● **Task to complete**: Give back exactly the lines from the one containing "the grass field?" through the end of the records, including both, and no others.

━━━

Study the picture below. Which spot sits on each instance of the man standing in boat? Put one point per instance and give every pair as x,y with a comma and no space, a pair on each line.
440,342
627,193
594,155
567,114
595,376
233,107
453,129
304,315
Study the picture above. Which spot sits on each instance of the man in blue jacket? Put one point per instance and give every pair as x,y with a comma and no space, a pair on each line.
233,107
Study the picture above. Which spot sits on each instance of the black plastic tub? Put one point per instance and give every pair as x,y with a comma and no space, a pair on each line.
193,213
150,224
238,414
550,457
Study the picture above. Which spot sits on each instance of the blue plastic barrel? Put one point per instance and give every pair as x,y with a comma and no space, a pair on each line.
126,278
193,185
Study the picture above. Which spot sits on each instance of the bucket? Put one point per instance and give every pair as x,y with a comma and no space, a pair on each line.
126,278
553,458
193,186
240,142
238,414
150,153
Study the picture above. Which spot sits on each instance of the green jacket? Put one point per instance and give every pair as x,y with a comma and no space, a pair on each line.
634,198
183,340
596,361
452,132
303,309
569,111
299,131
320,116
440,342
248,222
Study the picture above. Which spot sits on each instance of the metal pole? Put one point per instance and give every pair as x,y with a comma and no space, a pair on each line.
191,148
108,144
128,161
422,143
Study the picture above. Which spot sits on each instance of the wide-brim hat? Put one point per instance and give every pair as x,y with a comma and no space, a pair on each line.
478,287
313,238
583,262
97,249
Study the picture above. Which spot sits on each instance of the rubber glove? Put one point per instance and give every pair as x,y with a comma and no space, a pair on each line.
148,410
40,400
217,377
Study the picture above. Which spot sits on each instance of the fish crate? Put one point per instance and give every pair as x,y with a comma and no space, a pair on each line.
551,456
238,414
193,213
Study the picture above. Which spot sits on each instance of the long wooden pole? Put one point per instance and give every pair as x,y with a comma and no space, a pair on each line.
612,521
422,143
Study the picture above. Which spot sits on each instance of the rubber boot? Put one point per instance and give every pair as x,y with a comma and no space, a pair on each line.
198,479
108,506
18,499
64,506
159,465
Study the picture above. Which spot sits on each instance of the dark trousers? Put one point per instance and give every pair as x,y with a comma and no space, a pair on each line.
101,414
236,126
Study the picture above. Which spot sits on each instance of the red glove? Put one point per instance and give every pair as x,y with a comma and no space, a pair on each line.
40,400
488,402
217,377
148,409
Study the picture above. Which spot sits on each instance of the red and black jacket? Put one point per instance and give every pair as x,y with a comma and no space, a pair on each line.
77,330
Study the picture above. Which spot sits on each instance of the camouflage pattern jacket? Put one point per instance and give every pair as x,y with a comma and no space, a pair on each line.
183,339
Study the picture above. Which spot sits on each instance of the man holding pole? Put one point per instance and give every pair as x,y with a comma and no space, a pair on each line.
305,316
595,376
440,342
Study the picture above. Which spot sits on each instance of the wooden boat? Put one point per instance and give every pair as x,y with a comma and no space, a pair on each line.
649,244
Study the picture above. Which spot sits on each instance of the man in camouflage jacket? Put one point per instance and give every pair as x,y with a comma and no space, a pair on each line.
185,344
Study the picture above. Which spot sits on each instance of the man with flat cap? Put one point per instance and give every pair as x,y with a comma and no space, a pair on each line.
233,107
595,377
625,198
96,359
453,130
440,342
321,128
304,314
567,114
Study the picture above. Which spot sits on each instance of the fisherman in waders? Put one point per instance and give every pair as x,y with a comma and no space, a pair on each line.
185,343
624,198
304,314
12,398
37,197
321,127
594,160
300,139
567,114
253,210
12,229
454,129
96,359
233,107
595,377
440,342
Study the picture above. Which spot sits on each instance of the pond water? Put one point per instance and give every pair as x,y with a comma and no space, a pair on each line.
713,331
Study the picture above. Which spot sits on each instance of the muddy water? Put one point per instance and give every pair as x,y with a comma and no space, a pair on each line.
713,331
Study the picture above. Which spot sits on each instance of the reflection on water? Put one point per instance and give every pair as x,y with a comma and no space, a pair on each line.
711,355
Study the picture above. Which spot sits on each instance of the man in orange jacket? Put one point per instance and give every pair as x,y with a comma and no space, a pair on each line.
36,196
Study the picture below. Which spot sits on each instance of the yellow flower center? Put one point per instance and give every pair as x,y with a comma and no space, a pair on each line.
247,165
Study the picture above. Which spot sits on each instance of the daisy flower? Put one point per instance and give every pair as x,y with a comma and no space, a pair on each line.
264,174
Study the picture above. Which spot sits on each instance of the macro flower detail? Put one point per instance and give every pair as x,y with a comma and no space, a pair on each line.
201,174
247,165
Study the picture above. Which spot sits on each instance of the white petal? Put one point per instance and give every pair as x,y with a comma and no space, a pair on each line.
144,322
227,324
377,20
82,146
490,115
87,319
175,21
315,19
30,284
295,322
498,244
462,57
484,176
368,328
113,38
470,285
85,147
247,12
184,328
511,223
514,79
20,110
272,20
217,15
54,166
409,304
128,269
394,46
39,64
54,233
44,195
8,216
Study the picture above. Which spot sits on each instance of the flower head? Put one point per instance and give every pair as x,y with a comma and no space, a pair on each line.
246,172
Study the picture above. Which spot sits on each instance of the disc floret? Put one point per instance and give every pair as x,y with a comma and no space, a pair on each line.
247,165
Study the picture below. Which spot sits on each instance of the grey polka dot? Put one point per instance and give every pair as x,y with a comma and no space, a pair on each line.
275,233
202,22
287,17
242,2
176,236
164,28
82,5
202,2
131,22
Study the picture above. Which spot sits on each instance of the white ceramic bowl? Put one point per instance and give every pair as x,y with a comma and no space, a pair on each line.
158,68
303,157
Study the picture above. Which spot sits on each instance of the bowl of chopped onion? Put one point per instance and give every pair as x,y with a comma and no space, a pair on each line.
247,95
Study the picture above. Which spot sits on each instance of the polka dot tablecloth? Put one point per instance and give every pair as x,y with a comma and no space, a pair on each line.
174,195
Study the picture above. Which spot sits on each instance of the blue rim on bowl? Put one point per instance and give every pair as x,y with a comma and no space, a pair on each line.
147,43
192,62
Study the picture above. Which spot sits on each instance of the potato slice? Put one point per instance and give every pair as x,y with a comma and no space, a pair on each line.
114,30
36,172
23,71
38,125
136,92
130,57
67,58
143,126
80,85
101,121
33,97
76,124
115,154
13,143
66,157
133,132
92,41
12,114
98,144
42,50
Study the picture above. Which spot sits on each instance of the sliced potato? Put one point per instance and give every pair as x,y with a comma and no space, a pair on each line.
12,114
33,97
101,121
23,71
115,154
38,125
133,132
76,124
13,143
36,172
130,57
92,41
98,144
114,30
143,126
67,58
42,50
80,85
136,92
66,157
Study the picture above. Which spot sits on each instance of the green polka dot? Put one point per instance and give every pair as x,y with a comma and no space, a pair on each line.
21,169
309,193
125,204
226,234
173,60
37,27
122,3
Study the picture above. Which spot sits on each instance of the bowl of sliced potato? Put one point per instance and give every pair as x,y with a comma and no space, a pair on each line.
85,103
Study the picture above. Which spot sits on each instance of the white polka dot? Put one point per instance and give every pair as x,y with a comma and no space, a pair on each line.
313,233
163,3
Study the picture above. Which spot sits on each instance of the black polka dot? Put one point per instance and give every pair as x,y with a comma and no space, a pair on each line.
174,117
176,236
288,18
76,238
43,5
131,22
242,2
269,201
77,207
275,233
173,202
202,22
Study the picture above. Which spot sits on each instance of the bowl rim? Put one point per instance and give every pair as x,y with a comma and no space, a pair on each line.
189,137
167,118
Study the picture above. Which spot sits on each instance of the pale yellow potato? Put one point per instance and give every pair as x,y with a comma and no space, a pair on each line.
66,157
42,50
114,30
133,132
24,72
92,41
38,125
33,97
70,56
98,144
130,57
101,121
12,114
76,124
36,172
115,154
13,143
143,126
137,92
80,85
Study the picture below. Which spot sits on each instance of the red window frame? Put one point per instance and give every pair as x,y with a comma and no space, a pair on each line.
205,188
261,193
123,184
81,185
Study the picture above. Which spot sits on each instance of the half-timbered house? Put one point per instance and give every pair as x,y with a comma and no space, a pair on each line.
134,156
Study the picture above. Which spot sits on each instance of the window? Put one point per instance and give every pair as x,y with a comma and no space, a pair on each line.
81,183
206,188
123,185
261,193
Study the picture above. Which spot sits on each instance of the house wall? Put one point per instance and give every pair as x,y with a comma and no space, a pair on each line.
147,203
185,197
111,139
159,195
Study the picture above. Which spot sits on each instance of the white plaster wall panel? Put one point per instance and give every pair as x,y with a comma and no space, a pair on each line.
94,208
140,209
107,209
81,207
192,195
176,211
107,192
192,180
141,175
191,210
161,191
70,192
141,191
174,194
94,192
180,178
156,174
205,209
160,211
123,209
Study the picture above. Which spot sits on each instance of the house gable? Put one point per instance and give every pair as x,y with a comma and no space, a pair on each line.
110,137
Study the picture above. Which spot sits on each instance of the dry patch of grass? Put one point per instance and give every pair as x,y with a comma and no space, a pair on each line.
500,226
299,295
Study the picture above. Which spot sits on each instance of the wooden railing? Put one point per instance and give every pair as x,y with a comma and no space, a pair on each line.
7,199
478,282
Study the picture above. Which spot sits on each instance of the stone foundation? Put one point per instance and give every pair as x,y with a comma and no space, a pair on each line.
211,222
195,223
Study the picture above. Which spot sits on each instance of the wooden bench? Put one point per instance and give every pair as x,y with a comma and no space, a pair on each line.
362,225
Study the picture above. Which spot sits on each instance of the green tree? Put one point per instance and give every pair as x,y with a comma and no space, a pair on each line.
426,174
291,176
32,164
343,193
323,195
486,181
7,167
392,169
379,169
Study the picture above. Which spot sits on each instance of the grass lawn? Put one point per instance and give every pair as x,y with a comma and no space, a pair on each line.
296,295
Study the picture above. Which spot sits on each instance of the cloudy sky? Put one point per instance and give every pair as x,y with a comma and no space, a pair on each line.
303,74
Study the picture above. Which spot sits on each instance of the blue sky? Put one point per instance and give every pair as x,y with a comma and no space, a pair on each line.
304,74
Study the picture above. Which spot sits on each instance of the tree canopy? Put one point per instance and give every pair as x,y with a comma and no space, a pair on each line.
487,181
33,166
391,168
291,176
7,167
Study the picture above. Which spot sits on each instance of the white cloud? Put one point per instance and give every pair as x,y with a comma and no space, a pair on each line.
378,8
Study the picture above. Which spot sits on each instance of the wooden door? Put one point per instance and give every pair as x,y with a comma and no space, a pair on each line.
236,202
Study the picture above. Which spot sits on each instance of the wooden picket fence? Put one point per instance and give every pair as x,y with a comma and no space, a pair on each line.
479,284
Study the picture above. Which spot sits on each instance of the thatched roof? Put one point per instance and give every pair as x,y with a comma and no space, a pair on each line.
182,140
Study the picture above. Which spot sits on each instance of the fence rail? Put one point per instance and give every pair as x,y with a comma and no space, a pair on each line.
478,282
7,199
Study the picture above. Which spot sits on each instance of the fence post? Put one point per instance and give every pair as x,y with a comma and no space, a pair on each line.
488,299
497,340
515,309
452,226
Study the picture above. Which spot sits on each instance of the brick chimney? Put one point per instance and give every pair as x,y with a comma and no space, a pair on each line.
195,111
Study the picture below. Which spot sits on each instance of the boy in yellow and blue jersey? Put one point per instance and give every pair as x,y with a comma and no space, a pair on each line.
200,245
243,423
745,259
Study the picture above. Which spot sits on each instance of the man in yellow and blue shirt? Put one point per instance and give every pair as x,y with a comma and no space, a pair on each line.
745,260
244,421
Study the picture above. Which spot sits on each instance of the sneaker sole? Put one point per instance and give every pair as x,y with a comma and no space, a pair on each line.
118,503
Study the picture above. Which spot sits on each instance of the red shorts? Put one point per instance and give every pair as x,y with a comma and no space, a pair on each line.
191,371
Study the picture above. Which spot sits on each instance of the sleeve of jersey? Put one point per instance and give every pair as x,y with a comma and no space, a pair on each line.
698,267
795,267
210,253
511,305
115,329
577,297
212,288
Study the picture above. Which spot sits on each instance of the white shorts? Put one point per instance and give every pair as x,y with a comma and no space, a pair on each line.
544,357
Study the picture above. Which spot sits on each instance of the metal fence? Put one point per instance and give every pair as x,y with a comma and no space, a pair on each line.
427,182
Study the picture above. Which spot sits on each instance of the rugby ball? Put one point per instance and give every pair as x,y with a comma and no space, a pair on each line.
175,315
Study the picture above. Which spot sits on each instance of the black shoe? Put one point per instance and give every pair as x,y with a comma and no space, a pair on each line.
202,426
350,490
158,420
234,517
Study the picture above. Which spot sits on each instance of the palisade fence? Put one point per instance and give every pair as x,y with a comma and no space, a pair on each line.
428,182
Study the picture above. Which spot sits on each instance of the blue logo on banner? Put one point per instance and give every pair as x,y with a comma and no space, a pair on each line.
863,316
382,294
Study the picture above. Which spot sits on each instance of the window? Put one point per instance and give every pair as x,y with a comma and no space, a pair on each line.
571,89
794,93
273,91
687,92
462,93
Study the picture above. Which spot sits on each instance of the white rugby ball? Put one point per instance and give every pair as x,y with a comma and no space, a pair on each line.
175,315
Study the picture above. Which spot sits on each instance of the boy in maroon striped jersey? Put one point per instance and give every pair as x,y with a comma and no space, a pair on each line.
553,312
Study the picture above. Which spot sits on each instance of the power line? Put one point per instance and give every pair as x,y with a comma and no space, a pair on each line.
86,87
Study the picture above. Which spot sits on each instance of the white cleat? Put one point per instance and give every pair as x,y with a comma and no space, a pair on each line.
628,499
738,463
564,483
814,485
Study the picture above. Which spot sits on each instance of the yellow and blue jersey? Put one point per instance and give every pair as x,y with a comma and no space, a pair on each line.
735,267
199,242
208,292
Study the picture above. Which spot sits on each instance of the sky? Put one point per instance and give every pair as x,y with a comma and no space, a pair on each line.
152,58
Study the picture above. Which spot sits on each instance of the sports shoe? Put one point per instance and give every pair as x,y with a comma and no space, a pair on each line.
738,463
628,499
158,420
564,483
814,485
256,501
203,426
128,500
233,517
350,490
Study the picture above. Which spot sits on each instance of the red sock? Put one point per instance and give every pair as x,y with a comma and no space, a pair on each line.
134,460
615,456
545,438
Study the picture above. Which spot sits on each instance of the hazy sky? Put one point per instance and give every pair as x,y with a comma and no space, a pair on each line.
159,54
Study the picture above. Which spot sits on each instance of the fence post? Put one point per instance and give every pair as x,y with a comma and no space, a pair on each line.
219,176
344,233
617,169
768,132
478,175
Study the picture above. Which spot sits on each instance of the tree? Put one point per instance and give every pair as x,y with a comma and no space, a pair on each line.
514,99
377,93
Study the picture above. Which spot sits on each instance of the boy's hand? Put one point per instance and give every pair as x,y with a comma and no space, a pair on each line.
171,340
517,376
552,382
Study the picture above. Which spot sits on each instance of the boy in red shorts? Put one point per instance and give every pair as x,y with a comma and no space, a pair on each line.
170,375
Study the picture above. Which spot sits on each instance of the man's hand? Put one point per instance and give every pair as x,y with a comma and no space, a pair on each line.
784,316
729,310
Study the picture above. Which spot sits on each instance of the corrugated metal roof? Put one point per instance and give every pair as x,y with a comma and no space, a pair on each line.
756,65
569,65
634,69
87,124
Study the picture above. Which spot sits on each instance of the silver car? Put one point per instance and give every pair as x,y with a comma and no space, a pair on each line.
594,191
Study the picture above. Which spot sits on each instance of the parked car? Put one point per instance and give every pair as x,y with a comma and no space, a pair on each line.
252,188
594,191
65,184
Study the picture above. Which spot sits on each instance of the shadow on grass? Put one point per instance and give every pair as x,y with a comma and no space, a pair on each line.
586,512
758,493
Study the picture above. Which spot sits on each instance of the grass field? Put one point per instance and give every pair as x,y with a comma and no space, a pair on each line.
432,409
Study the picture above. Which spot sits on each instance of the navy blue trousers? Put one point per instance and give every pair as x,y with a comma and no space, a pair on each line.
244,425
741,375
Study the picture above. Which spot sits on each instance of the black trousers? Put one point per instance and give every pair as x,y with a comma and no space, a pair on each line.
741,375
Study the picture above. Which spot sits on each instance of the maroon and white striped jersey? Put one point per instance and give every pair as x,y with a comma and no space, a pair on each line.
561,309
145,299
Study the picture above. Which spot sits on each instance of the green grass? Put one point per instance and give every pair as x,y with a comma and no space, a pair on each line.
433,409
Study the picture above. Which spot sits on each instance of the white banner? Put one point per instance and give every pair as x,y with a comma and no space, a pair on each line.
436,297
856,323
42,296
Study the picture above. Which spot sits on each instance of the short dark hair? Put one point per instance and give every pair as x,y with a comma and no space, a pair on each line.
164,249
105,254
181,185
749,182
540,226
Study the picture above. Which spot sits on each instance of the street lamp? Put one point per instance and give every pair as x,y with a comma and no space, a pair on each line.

━━━

● **Worked answer**:
Study the picture above. Which spot sits on each instance of the grass field? Put one point per instance and give every pair as x,y with a comma and no space, a pair on each line.
432,409
Study the picture above. Which spot sits on each instance of the navy blue trousers? Put one point per instance and give every pair as x,y with a comma and no space, a pair on each line.
244,425
741,375
Study the picture above. Which spot sits on each instance of the black trousers? Put one point per instance and give every pair as x,y with a comma and no space, a pair on each line.
741,375
Study the picture above. Which spot sits on each instance of the maroon and white striped jersey? Put one point per instance and give every pair as x,y with a comma and no space, a pair on each line.
561,309
145,299
Study the picture above. Which spot sits on each instance of the green grass? Put one point per instance and give every pair as x,y with a comma and no space, a pair on each line.
433,409
Study the picture above. Which spot sits on each instance of the white banner? Put one point per instance and give every pair as x,y with a comma and no space, a pair on each line.
436,297
856,323
42,296
Study the picture above. Which spot sits on each instance of the short dark hair? Put one point per instance and give every pair as x,y with a comma and no space, a pair on each line.
164,249
105,254
181,185
749,182
540,226
Study the picture above. Which spot sits on each instance of the street lamp? Put one point per instance and give every pair as x,y with a comma and no space, a pair on each line.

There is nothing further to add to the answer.